Photo labels with bounding boxes
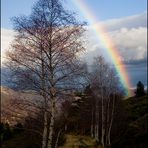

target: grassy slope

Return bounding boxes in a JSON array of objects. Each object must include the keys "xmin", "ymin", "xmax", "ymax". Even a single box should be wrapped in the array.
[
  {"xmin": 116, "ymin": 95, "xmax": 148, "ymax": 148},
  {"xmin": 60, "ymin": 134, "xmax": 102, "ymax": 148}
]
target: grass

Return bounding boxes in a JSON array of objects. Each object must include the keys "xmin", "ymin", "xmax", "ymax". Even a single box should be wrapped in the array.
[{"xmin": 60, "ymin": 134, "xmax": 102, "ymax": 148}]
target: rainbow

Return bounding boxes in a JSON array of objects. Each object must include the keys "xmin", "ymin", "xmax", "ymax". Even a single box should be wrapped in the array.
[{"xmin": 73, "ymin": 0, "xmax": 131, "ymax": 96}]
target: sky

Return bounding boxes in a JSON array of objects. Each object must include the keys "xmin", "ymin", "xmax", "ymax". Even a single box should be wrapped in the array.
[{"xmin": 1, "ymin": 0, "xmax": 147, "ymax": 87}]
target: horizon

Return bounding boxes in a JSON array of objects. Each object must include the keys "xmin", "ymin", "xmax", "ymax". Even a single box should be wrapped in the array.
[{"xmin": 1, "ymin": 0, "xmax": 147, "ymax": 87}]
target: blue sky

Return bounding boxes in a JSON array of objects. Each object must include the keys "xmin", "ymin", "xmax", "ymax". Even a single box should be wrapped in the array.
[
  {"xmin": 1, "ymin": 0, "xmax": 147, "ymax": 28},
  {"xmin": 1, "ymin": 0, "xmax": 147, "ymax": 87}
]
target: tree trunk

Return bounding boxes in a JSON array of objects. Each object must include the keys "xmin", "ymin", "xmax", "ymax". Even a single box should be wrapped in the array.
[
  {"xmin": 48, "ymin": 97, "xmax": 55, "ymax": 148},
  {"xmin": 108, "ymin": 94, "xmax": 115, "ymax": 146},
  {"xmin": 101, "ymin": 94, "xmax": 105, "ymax": 148},
  {"xmin": 42, "ymin": 111, "xmax": 48, "ymax": 148},
  {"xmin": 55, "ymin": 129, "xmax": 62, "ymax": 148},
  {"xmin": 91, "ymin": 109, "xmax": 94, "ymax": 138}
]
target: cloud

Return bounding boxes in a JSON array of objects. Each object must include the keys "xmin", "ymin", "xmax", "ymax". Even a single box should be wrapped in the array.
[
  {"xmin": 84, "ymin": 12, "xmax": 147, "ymax": 63},
  {"xmin": 101, "ymin": 11, "xmax": 147, "ymax": 31},
  {"xmin": 110, "ymin": 27, "xmax": 147, "ymax": 61}
]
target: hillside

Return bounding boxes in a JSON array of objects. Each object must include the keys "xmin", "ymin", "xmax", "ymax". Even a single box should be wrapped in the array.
[
  {"xmin": 1, "ymin": 86, "xmax": 42, "ymax": 124},
  {"xmin": 114, "ymin": 95, "xmax": 148, "ymax": 148}
]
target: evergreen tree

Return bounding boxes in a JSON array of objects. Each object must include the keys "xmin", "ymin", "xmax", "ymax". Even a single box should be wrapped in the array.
[{"xmin": 135, "ymin": 81, "xmax": 145, "ymax": 97}]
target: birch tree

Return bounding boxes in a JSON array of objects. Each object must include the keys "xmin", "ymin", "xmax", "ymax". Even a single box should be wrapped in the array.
[
  {"xmin": 90, "ymin": 56, "xmax": 119, "ymax": 147},
  {"xmin": 7, "ymin": 0, "xmax": 85, "ymax": 148}
]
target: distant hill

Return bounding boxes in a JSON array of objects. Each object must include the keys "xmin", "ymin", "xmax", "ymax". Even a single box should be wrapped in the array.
[{"xmin": 1, "ymin": 86, "xmax": 42, "ymax": 124}]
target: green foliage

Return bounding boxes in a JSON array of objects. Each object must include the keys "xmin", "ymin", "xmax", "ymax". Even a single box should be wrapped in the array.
[{"xmin": 113, "ymin": 95, "xmax": 148, "ymax": 148}]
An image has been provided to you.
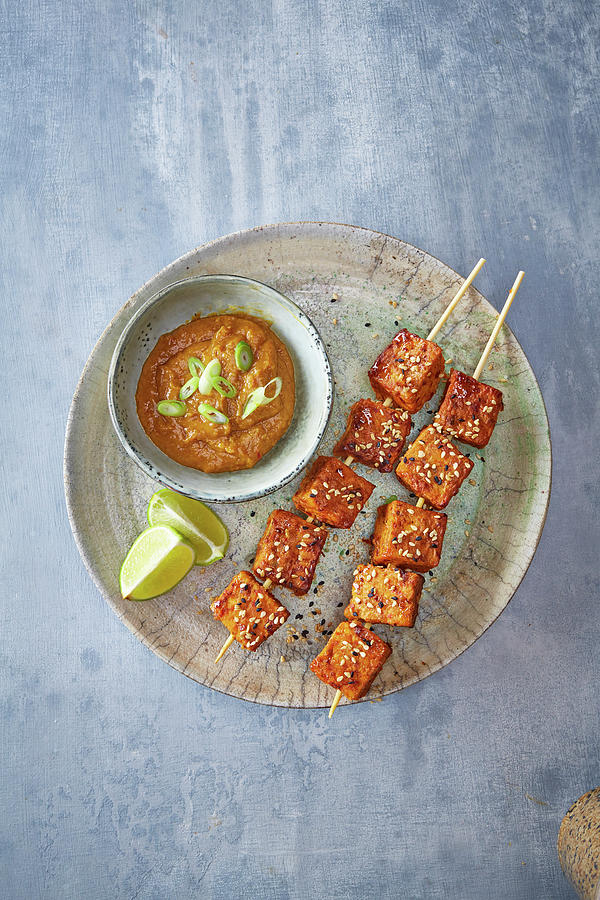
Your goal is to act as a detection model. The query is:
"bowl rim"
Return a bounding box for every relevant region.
[106,272,333,503]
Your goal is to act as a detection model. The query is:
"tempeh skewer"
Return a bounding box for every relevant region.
[215,516,322,663]
[342,258,485,464]
[215,578,273,663]
[328,270,525,719]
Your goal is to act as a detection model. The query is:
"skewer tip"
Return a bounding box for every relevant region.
[215,634,235,663]
[328,691,342,719]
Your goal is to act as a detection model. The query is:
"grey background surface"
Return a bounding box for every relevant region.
[0,0,600,900]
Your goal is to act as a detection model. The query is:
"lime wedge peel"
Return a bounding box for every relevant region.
[147,488,229,566]
[119,525,196,600]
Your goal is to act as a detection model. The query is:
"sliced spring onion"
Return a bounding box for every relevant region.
[188,356,204,375]
[156,400,186,416]
[235,341,254,372]
[242,377,282,419]
[179,375,200,400]
[213,375,237,397]
[198,359,221,394]
[198,403,229,425]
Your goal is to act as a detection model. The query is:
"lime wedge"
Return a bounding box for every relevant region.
[148,488,229,566]
[119,525,196,600]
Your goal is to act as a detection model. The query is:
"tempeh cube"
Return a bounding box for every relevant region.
[396,425,473,509]
[293,456,375,528]
[253,509,327,596]
[435,369,504,447]
[310,622,392,700]
[369,328,444,413]
[333,400,411,472]
[371,500,448,572]
[211,571,289,650]
[344,565,425,628]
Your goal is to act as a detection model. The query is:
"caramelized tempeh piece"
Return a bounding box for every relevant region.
[310,622,392,700]
[371,500,448,572]
[396,425,473,509]
[369,328,444,413]
[253,509,327,596]
[344,565,425,628]
[333,400,411,472]
[211,571,289,650]
[435,369,504,447]
[293,456,375,528]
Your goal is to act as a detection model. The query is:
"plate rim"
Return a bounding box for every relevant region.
[63,219,553,710]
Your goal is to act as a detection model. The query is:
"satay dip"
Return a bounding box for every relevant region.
[136,314,295,473]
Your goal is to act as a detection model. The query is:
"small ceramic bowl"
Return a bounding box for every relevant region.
[108,275,333,503]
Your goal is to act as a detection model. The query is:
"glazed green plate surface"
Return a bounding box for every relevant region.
[65,222,551,707]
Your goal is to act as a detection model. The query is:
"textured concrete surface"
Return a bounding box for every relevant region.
[0,0,600,900]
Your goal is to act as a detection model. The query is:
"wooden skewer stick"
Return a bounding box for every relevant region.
[329,268,525,718]
[328,691,342,718]
[427,257,485,341]
[473,272,525,380]
[215,578,273,662]
[215,634,235,662]
[383,257,485,416]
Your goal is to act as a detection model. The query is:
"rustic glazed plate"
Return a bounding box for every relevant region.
[65,222,551,707]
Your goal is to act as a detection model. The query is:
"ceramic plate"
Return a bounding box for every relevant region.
[65,222,551,707]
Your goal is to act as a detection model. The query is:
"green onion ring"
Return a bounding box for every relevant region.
[188,356,204,376]
[198,359,221,394]
[213,375,237,397]
[234,341,254,372]
[198,403,229,425]
[242,377,283,419]
[156,400,187,416]
[179,375,200,400]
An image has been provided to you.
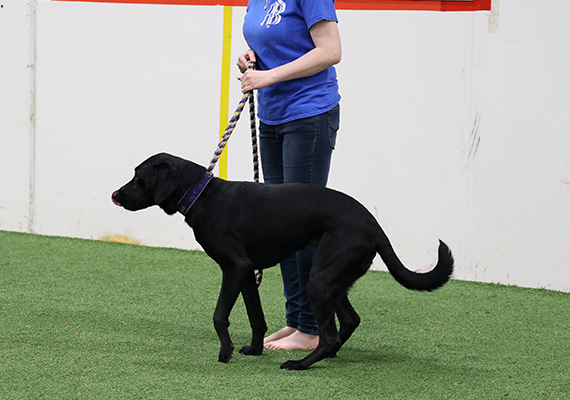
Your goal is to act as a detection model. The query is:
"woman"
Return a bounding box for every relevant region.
[237,0,341,350]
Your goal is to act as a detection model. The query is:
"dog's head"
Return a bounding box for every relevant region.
[111,153,203,215]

_Task prompt_. Extract every line of the listing that contains the string "glazed", matching case exactly.

_Task solution_.
"glazed green plate surface"
"rustic glazed plate"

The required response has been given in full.